[Begin]

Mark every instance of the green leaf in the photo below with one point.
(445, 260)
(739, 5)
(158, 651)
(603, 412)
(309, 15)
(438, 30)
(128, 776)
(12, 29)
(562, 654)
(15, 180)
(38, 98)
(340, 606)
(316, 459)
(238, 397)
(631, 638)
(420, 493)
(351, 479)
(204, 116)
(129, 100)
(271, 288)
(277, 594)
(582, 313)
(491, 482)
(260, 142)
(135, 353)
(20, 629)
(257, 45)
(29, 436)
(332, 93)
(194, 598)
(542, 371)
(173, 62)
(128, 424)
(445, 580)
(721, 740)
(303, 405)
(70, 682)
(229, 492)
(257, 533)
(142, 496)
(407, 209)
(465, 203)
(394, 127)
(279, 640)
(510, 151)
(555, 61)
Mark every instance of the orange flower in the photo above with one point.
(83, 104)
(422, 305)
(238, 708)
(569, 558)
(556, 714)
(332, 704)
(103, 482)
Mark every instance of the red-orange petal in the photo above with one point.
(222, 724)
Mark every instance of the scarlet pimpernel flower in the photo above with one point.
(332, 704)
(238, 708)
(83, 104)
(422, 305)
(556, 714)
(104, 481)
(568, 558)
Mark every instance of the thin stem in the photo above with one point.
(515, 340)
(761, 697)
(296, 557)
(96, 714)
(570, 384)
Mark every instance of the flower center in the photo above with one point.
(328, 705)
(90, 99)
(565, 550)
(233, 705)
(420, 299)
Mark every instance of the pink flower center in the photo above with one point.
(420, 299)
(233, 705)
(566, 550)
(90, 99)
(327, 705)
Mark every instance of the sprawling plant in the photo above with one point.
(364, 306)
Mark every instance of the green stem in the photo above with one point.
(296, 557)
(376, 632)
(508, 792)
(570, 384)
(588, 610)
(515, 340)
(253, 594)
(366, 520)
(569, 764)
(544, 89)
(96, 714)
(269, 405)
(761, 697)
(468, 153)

[End]
[Begin]

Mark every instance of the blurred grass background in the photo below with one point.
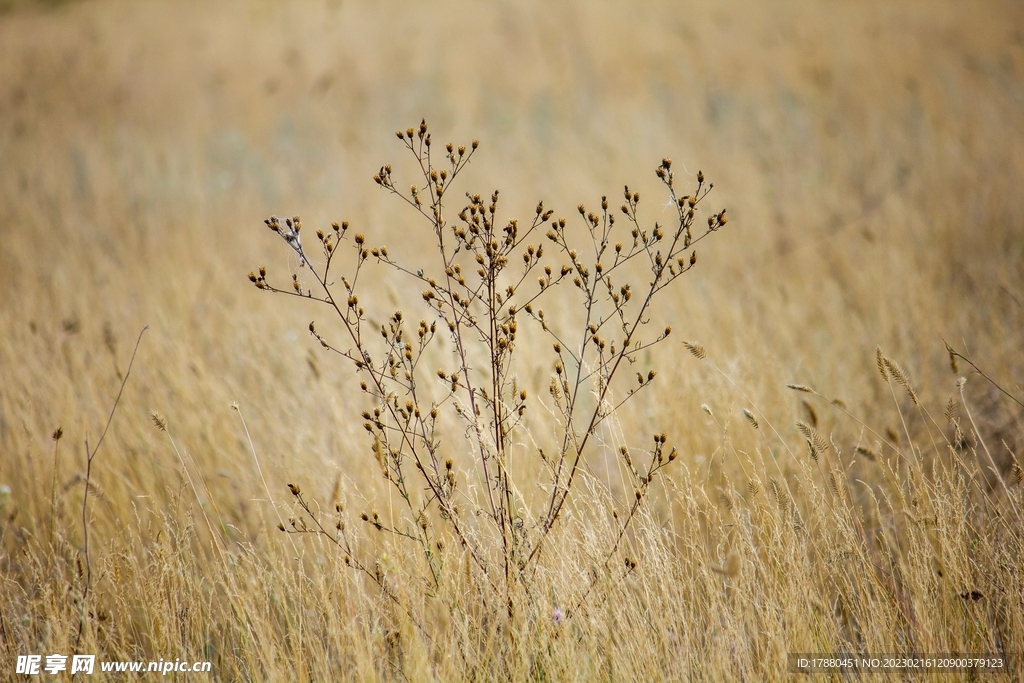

[End]
[Begin]

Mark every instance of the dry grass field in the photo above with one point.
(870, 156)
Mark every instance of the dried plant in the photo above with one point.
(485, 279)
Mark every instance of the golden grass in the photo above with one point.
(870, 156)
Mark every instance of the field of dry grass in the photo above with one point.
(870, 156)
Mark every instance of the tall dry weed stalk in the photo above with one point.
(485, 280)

[End]

[Problem details] Select every line of the rows above that contains the string "below", and copy each one. Matching is case-sensitive.

[Task output]
Mark every instance of the green leaf in the photo below with one point.
Mark every instance of the blurred grass background in the photo below with one point.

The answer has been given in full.